> [WORK TO COMPLETE]:
Each line containing the word "wall" must be copied from the material below.

> [RECORDS FOR THE EXERCISE]:
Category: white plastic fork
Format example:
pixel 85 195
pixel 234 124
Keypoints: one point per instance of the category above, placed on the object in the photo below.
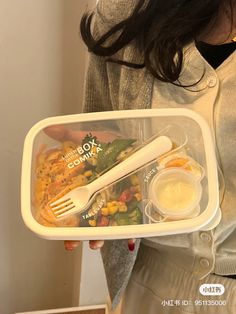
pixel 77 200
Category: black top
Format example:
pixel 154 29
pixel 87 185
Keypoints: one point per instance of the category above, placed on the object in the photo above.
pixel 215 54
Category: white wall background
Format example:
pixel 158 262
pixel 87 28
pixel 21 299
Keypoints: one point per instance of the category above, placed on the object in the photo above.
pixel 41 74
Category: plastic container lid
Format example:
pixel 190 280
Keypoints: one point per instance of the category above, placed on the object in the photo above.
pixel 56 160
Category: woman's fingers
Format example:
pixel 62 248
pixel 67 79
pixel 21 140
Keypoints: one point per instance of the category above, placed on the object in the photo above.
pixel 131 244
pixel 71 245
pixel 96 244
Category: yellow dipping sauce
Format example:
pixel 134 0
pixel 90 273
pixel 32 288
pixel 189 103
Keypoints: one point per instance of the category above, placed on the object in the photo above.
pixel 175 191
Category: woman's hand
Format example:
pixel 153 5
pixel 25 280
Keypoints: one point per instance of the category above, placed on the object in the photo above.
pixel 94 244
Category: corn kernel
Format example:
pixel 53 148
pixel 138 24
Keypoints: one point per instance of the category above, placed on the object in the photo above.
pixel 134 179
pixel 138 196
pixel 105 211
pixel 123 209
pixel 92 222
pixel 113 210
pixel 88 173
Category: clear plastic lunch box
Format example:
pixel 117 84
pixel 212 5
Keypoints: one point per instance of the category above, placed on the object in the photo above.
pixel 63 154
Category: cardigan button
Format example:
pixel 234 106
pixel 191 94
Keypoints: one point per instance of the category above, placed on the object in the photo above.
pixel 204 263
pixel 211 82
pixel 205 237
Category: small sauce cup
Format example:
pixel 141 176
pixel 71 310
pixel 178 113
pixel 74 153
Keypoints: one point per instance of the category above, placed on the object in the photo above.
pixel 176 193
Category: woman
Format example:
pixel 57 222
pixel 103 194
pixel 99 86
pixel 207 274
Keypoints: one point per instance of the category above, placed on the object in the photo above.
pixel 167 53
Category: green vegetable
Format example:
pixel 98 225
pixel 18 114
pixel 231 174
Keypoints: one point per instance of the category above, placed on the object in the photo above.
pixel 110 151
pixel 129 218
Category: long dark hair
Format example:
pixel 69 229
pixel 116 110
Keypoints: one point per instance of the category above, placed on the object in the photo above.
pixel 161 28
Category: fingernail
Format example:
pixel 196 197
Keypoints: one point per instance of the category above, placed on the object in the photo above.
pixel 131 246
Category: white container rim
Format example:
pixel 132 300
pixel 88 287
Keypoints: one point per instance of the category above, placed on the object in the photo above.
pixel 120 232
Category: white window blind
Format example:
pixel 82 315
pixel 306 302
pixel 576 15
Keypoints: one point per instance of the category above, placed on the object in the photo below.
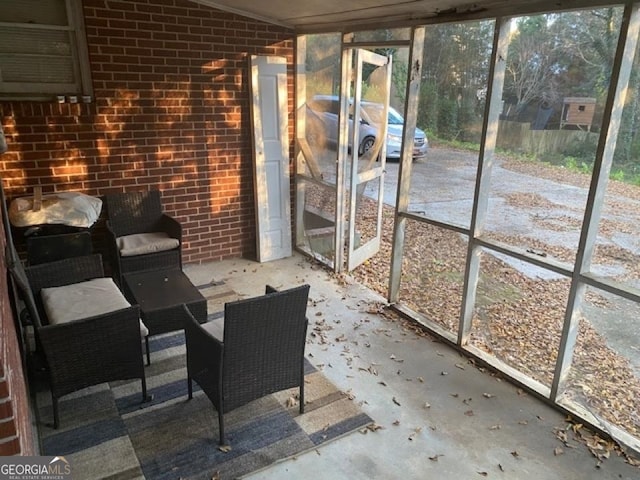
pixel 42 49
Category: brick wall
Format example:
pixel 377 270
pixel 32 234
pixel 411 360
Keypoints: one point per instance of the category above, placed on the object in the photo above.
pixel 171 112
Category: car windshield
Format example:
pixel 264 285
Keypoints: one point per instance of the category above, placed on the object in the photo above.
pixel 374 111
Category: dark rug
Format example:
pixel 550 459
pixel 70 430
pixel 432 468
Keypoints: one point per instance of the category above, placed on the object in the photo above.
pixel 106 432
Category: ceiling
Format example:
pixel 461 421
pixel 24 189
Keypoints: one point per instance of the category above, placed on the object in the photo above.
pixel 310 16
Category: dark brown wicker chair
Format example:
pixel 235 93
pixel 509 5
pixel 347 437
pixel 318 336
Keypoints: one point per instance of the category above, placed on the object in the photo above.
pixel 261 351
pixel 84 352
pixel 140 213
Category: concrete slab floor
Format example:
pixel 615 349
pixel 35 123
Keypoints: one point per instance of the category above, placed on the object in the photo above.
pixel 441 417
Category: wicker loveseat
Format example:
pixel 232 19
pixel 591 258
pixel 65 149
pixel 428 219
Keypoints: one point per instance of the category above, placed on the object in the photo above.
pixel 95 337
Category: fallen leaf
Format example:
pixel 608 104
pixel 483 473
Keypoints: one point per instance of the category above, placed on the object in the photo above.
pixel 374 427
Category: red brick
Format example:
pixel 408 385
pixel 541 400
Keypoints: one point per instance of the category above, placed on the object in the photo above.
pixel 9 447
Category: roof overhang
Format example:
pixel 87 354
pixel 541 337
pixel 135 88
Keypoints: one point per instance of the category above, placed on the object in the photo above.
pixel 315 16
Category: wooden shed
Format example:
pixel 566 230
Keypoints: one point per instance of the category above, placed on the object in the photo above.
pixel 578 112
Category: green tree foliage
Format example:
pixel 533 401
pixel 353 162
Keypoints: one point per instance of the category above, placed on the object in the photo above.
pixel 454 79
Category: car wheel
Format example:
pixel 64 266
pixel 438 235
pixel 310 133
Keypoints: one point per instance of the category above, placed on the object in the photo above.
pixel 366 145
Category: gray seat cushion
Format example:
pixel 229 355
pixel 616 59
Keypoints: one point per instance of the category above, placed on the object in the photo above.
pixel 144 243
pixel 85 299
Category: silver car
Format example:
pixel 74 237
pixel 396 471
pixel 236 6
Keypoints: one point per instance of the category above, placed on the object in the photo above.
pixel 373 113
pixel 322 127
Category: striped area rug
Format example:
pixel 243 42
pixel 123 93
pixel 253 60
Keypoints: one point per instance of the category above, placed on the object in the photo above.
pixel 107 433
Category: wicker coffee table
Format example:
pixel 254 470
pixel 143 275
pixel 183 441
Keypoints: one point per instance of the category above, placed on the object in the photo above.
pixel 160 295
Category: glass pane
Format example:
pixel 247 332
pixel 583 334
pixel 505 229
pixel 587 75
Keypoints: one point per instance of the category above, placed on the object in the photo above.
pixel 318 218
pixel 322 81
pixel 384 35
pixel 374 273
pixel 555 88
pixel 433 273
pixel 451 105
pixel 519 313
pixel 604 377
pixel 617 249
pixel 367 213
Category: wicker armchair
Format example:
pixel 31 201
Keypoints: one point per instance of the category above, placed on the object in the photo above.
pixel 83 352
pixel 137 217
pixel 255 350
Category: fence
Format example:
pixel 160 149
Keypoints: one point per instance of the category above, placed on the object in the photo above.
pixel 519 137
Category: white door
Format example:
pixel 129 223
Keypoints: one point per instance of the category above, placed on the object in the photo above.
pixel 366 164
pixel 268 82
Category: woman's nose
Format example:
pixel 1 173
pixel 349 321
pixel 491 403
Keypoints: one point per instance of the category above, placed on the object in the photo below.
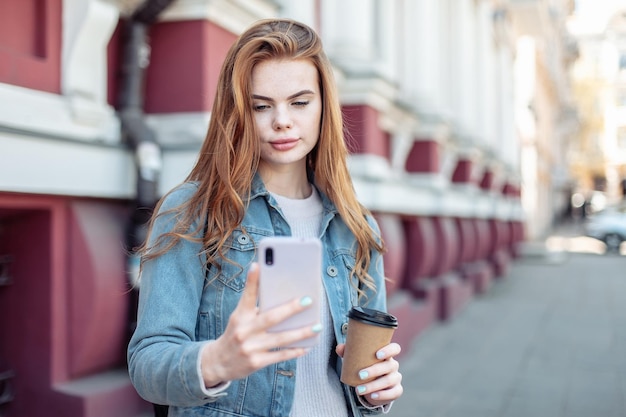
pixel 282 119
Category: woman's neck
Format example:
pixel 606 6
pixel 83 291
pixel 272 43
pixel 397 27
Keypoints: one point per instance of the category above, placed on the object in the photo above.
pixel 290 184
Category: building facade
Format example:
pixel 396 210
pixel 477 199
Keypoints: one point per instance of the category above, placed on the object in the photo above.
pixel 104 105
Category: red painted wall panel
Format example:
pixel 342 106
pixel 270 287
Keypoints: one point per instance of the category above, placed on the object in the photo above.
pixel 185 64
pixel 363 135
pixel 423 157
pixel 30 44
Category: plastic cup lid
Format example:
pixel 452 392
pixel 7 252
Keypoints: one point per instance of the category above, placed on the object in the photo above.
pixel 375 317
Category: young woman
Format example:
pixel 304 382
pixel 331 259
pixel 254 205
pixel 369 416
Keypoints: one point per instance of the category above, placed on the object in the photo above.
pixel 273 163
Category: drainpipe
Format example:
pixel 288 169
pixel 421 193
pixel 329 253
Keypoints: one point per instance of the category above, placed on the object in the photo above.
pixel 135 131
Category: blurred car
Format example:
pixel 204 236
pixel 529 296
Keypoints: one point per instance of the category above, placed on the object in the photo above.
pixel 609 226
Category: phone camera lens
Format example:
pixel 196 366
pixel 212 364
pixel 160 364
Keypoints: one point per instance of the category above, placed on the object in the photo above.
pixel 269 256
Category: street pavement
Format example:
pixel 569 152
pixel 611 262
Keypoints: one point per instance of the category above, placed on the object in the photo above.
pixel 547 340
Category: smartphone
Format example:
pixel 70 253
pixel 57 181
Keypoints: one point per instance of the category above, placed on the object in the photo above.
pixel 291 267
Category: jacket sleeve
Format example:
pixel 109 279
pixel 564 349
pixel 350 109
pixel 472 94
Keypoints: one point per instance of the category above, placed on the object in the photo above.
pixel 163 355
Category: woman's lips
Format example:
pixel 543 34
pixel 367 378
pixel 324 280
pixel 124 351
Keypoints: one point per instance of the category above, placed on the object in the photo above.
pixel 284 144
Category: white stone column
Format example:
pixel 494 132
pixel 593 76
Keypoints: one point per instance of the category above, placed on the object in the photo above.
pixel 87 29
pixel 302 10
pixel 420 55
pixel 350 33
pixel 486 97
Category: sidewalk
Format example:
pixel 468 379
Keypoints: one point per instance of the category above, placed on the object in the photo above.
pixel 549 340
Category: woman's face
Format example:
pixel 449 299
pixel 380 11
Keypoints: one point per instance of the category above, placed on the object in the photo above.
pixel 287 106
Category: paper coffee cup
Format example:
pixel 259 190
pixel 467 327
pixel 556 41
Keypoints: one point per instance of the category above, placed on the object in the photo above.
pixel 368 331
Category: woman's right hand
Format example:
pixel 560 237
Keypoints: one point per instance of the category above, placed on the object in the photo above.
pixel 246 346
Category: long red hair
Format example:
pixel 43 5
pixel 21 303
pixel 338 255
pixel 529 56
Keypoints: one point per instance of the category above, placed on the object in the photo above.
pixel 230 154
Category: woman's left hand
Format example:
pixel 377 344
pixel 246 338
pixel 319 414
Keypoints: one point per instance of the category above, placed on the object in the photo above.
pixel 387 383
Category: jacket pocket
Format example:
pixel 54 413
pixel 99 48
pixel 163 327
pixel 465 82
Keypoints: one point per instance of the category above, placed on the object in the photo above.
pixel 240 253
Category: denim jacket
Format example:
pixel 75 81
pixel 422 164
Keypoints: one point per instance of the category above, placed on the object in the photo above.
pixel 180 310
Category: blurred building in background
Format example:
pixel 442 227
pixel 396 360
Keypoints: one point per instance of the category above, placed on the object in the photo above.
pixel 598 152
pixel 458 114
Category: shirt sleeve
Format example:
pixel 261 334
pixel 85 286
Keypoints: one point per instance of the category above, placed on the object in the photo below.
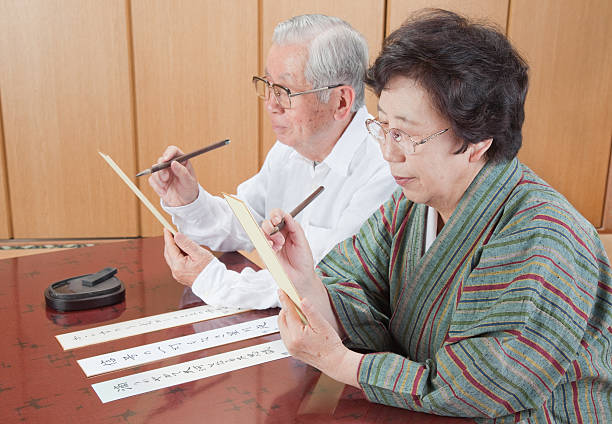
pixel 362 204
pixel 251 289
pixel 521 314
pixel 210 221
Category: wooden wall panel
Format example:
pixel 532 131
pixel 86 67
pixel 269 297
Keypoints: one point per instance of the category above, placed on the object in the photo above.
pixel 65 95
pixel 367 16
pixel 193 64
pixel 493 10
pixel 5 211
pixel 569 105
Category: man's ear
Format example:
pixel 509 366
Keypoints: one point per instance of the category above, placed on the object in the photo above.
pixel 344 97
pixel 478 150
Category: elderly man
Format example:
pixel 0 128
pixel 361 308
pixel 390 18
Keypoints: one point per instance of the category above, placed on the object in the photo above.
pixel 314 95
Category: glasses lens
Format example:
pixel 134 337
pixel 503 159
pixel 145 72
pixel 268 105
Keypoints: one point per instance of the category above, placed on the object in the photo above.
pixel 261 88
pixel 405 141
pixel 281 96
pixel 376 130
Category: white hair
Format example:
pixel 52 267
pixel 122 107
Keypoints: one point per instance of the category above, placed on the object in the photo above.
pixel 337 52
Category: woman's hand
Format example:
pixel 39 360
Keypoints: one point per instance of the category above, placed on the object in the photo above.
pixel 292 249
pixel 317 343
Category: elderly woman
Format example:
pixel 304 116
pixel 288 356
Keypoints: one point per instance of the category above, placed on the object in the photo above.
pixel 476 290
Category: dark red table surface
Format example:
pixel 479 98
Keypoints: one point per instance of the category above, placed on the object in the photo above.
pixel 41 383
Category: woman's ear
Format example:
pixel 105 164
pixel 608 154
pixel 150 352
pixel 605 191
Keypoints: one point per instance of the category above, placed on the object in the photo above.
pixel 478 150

> [ANSWER TO THIS EXERCISE]:
Category: white wall background
Category: brick wall
Category: red painted wall panel
Category: wooden wall panel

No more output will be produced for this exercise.